(DATASET EXCERPTS)

= Beginning of Section =

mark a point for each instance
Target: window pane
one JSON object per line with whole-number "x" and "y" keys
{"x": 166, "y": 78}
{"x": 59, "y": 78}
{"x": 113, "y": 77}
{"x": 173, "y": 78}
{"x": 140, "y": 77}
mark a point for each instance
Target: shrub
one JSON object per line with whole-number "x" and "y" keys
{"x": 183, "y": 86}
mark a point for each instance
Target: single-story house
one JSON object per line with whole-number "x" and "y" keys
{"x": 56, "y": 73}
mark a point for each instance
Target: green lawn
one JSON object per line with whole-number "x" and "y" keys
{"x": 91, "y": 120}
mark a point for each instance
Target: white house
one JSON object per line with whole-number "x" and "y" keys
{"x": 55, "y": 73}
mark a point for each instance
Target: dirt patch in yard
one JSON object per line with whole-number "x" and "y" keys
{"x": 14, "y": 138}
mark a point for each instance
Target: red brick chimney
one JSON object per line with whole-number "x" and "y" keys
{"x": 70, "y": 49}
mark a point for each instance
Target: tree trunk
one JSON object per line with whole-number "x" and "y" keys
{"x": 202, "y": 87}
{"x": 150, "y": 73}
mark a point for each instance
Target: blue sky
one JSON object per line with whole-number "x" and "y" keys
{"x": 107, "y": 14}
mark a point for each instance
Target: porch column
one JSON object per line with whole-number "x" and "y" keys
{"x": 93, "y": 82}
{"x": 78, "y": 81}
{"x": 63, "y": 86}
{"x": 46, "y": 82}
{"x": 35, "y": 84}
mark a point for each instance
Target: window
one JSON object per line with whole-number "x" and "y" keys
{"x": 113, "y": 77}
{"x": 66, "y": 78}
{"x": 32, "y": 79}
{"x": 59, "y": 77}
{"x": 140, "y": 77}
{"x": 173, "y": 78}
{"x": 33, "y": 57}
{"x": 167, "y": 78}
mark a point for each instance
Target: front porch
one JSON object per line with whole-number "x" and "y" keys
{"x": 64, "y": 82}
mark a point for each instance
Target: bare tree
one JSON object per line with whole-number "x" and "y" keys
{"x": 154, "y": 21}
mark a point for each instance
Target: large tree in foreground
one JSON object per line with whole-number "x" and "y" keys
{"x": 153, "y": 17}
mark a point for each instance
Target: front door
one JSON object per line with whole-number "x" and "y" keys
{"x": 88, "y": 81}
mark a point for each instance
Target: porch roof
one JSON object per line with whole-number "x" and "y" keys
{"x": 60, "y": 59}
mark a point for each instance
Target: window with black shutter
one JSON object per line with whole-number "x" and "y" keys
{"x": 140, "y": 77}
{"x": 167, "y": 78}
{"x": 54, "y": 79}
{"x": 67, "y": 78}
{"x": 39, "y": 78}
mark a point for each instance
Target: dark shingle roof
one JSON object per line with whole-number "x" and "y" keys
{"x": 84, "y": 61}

= End of Section =

(TASK STATEMENT) Please copy out every entry exactly, with nothing omitted.

(ANSWER BELOW)
mark a point for each instance
Target: window pane
one JSON object per line with whole-number "x" and "y" keys
{"x": 166, "y": 78}
{"x": 59, "y": 78}
{"x": 113, "y": 77}
{"x": 173, "y": 78}
{"x": 140, "y": 77}
mark a point for each instance
Target: shrub
one JSON object per line with whole-number "x" and "y" keys
{"x": 183, "y": 86}
mark a point for each instance
Target: single-story house
one JSON object per line with whole-number "x" and "y" keys
{"x": 56, "y": 73}
mark a point for each instance
Target: green lawn
one JSON object per line with whole-number "x" and "y" keys
{"x": 91, "y": 120}
mark a point for each instance
Target: white house
one JSON object per line with whole-number "x" and "y" keys
{"x": 55, "y": 73}
mark a point for each instance
Target: dirt patch in yard
one JSON object per line with whole-number "x" and "y" keys
{"x": 14, "y": 138}
mark a point for each instance
Target: red brick chimney
one JSON object per line with whole-number "x" and "y" keys
{"x": 70, "y": 49}
mark a point for each instance
Target: tree trunk
one JSON object per line with whole-number "x" and "y" keys
{"x": 202, "y": 87}
{"x": 150, "y": 73}
mark a point for each instance
Target: blue sky
one JSON object per line with whole-number "x" and "y" keys
{"x": 107, "y": 14}
mark a point for each instance
Target: porch column
one JSON object per line with whole-number "x" and "y" keys
{"x": 93, "y": 82}
{"x": 78, "y": 81}
{"x": 63, "y": 86}
{"x": 46, "y": 82}
{"x": 35, "y": 84}
mark a point for each instance
Target: window
one JSON object per line with whole-number "x" and "y" keys
{"x": 113, "y": 77}
{"x": 66, "y": 78}
{"x": 32, "y": 79}
{"x": 59, "y": 77}
{"x": 140, "y": 77}
{"x": 173, "y": 78}
{"x": 33, "y": 57}
{"x": 167, "y": 78}
mark a point for each instance
Target: front porch
one JSON object per line with whole-number "x" and "y" keys
{"x": 64, "y": 82}
mark a point for each instance
Target: bare tree
one JSON object per line with whole-number "x" and "y" keys
{"x": 154, "y": 21}
mark a point for each instance
Target: large tree in foreground
one JSON object per line with whole-number "x" and "y" keys
{"x": 153, "y": 17}
mark a point for each instance
Target: front door
one JSON object per line with whole-number "x" and "y" keys
{"x": 88, "y": 81}
mark a point for each instance
Target: porch roof
one JSON object per line with whole-number "x" and "y" keys
{"x": 60, "y": 59}
mark a point for each instance
Target: window with black shutter
one JSON object per line with whole-number "x" and "y" keys
{"x": 140, "y": 77}
{"x": 167, "y": 78}
{"x": 54, "y": 79}
{"x": 67, "y": 78}
{"x": 39, "y": 78}
mark a point for each instance
Target: dark shingle roof
one JSON object per line with whole-number "x" and "y" keys
{"x": 84, "y": 61}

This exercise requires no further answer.